= COMPLETE THE FOLLOWING =
• 1. Answer these from the article on the first law of thermodynamics, one answer per line, marked as the questions are:
(a) In which journal were the physicists' findings published?
(b) In what decade was the first law of thermodynamics developed?
(c) What is the state called in which a temperature can be properly defined?
• 2. From the article on the first law of thermodynamics, return everything from "Paul Cassak, professor" down to "and other sciences.", copied word for word.

= PROVIDED PASSAGE =
======

West Virginia University physicists have made a breakthrough on an age-old
limitation of the first law of thermodynamics.
Paul Cassak, professor and associate director of the Center for KINETIC
Plasma Physics, and graduate research assistant Hasan Barbhuiya, both in the
Department of Physics and Astronomy, are studying how energy gets converted
in superheated plasmas in space.
Their findings, published in Physical Review Letters, will revamp
scientists' understanding of how plasmas in space and laboratories get
heated up, and may have a wide variety of further applications across
physics and other sciences.
The first law of thermodynamics states that energy can neither be created
nor destroyed, but it can be converted into different forms.
"Suppose you heat up a balloon," Cassak said. "The first law of
thermodynamics tells you how much the balloon expands and how much hotter
the gas inside the balloon gets. The key is that the total amount of energy
causing the balloon to expand and the gas to get hotter is the same as the
amount of heat you put into the balloon. The first law has been used to
describe many things—including how refrigerators and car engines work. It's
one of the pillars of physics."
Developed in the 1850s, the first law of thermodynamics is only valid for
systems in which a temperature can be properly defined, a state known as
equilibrium. As an example, when combined, a cup of cold water and a cup of
hot water will eventually reach a warm temperature between them. This warm
temperature is the equilibrium. However, when the hot and cold water have
not yet reached that endpoint, the water is out of equilibrium.
Likewise, in many areas of modern science, systems are not in equilibrium.

======

= RECORD LIST =
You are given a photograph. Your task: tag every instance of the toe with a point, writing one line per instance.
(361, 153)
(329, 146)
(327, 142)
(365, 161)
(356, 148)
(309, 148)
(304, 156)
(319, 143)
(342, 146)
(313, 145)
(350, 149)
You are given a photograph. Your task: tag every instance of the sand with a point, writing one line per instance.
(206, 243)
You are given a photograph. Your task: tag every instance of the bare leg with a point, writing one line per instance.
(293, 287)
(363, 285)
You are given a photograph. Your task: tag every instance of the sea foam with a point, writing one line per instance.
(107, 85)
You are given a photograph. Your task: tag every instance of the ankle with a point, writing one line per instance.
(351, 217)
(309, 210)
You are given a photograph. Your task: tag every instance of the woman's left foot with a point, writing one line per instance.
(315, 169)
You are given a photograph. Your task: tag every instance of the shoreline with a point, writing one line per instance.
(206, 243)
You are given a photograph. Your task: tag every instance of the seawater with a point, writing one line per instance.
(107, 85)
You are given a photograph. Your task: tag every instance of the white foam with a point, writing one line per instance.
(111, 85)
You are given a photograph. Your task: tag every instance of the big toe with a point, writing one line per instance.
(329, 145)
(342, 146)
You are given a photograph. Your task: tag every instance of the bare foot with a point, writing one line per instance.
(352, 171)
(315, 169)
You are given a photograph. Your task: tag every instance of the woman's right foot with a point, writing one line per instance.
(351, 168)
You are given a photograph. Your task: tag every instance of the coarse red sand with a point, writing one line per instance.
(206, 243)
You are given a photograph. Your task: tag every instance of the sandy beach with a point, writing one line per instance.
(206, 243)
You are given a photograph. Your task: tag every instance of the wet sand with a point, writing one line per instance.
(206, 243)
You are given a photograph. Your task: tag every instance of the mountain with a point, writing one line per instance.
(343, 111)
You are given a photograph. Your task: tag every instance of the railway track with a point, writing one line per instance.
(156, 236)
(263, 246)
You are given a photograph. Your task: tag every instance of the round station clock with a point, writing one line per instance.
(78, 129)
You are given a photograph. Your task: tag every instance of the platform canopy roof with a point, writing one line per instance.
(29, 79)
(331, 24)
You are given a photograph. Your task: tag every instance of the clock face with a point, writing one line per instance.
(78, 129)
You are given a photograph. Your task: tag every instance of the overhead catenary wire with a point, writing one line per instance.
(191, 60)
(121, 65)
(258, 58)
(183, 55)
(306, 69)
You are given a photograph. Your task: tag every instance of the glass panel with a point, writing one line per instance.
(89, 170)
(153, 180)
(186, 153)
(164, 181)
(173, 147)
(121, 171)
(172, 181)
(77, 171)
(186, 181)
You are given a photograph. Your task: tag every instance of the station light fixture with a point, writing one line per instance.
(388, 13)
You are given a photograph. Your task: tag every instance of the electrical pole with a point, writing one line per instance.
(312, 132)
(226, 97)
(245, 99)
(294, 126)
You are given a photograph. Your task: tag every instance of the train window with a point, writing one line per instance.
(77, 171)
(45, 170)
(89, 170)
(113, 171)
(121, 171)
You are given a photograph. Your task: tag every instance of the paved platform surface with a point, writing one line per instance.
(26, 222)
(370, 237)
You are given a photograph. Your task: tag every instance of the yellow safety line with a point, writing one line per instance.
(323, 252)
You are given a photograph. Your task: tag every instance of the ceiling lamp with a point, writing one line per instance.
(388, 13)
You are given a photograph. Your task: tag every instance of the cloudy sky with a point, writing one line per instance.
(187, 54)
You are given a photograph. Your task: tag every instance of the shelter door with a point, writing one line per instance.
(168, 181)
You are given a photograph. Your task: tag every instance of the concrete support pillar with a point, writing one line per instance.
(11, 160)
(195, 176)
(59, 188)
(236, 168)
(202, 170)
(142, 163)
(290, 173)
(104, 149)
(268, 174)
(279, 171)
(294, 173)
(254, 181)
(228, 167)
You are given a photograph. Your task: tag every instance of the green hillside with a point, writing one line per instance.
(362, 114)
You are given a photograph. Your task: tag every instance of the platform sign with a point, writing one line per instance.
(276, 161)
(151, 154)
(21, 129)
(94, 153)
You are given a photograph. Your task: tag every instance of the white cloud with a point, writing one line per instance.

======

= RESULTS FOR EACH TASK =
• 1.
(a) Physical Review Letters
(b) The 1850s
(c) Equilibrium

• 2.
Paul Cassak, professor and associate director of the Center for KINETIC
Plasma Physics, and graduate research assistant Hasan Barbhuiya, both in the
Department of Physics and Astronomy, are studying how energy gets converted
in superheated plasmas in space.
Their findings, published in Physical Review Letters, will revamp
scientists' understanding of how plasmas in space and laboratories get
heated up, and may have a wide variety of further applications across
physics and other sciences.